Reproduce the records line for line, starting at the first line and ending at the line that contains "223 7 L 210", with both of those lines included.
Begin
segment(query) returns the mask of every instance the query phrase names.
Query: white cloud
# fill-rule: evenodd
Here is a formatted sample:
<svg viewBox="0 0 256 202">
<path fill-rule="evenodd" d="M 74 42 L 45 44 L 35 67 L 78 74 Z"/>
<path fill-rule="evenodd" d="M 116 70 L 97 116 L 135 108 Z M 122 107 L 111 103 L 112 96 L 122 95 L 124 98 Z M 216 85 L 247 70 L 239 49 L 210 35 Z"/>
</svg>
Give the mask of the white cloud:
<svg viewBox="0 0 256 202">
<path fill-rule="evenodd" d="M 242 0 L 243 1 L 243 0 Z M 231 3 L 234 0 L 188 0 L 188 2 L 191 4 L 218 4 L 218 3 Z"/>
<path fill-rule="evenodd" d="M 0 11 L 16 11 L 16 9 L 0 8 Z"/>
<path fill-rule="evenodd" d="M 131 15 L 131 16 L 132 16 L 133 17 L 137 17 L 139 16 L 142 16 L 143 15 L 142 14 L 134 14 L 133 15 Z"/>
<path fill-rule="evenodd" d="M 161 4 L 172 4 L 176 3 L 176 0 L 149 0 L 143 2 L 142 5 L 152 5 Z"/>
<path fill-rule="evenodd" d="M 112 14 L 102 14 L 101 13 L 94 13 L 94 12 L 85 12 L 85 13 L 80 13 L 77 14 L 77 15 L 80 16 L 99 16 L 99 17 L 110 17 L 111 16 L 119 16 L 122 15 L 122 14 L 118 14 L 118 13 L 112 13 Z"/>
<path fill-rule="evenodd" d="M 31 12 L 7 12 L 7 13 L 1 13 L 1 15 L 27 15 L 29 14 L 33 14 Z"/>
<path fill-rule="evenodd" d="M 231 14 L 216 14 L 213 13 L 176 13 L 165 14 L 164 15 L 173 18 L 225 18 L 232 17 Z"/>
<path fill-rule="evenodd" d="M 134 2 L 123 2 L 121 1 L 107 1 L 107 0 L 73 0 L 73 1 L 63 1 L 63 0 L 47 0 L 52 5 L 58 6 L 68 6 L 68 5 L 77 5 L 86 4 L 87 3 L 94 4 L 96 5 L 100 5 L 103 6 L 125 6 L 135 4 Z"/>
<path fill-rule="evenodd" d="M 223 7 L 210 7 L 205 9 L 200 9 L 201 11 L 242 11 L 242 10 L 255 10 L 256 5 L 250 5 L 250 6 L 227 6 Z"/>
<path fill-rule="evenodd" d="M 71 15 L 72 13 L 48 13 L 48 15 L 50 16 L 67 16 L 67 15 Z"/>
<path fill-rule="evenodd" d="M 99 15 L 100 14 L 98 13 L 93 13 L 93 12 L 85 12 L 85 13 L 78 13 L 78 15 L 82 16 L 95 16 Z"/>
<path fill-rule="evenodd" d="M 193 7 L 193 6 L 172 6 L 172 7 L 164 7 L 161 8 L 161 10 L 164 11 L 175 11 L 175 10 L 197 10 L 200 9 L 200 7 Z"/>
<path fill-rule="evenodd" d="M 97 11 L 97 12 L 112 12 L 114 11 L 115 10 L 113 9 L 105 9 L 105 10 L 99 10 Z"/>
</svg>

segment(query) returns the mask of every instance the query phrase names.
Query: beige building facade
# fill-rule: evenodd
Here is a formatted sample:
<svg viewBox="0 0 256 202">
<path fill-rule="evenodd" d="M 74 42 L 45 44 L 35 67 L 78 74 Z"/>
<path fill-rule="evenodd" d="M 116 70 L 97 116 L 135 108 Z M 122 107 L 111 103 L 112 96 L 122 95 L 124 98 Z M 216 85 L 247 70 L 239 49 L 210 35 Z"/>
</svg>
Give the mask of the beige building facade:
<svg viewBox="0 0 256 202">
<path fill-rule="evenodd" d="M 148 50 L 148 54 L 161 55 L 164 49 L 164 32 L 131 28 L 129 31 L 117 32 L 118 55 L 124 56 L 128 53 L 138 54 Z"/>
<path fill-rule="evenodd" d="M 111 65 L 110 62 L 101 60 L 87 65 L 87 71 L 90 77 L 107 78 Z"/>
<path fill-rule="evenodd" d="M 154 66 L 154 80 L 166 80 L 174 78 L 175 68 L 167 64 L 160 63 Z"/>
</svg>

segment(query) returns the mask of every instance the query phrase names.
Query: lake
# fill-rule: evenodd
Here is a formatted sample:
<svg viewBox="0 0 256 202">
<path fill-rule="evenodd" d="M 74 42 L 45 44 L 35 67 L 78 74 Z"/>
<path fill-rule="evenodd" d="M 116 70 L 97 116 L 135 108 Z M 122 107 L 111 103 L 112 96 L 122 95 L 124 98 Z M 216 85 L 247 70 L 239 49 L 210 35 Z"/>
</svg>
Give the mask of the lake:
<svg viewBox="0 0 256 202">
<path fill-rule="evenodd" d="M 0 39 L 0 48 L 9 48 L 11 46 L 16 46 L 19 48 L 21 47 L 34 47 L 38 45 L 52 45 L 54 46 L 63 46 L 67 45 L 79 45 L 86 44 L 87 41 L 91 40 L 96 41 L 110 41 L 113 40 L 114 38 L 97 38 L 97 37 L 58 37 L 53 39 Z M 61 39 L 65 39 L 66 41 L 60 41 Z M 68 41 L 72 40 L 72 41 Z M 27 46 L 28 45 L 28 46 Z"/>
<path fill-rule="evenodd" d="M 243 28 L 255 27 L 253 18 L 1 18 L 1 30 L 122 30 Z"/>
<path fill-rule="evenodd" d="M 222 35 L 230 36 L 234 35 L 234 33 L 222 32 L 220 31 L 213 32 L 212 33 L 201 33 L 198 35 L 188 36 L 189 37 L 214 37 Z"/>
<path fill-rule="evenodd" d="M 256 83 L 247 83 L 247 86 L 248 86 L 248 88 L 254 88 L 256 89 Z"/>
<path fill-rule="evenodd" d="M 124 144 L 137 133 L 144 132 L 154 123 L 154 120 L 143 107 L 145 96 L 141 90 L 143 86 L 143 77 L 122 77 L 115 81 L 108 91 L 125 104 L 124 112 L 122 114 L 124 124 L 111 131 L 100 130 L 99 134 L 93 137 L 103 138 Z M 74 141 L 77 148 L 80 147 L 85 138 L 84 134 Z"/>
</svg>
End
Solution for this exercise:
segment(query) returns the mask of every instance the query phrase names.
Query: white cloud
# fill-rule: evenodd
Here is a formatted sample:
<svg viewBox="0 0 256 202">
<path fill-rule="evenodd" d="M 74 42 L 45 44 L 35 67 L 78 74 Z"/>
<path fill-rule="evenodd" d="M 116 70 L 97 116 L 135 108 Z M 122 107 L 111 103 L 112 96 L 122 95 L 124 98 Z M 216 85 L 247 70 L 239 49 L 210 35 Z"/>
</svg>
Give the mask of the white cloud:
<svg viewBox="0 0 256 202">
<path fill-rule="evenodd" d="M 242 0 L 243 1 L 243 0 Z M 231 3 L 234 0 L 188 0 L 188 2 L 191 4 L 218 4 L 218 3 Z"/>
<path fill-rule="evenodd" d="M 0 11 L 16 11 L 16 9 L 0 8 Z"/>
<path fill-rule="evenodd" d="M 131 15 L 131 16 L 132 16 L 133 17 L 137 17 L 139 16 L 142 16 L 143 15 L 142 14 L 134 14 L 133 15 Z"/>
<path fill-rule="evenodd" d="M 161 4 L 172 4 L 176 3 L 176 0 L 149 0 L 143 2 L 142 5 L 152 5 Z"/>
<path fill-rule="evenodd" d="M 112 14 L 102 14 L 101 13 L 94 13 L 94 12 L 85 12 L 85 13 L 80 13 L 77 14 L 77 15 L 80 16 L 99 16 L 99 17 L 110 17 L 111 16 L 119 16 L 122 15 L 122 14 L 118 14 L 118 13 L 112 13 Z"/>
<path fill-rule="evenodd" d="M 31 12 L 7 12 L 7 13 L 1 13 L 1 15 L 27 15 L 29 14 L 33 14 Z"/>
<path fill-rule="evenodd" d="M 231 14 L 216 14 L 213 13 L 176 13 L 165 14 L 164 15 L 173 18 L 225 18 L 232 17 Z"/>
<path fill-rule="evenodd" d="M 134 2 L 123 2 L 121 1 L 107 1 L 107 0 L 73 0 L 73 1 L 63 1 L 63 0 L 47 0 L 52 5 L 58 6 L 68 6 L 68 5 L 77 5 L 86 4 L 87 3 L 94 4 L 96 5 L 100 5 L 103 6 L 125 6 L 135 4 Z"/>
<path fill-rule="evenodd" d="M 223 7 L 210 7 L 205 9 L 200 9 L 201 11 L 242 11 L 242 10 L 255 10 L 256 5 L 250 5 L 250 6 L 227 6 Z"/>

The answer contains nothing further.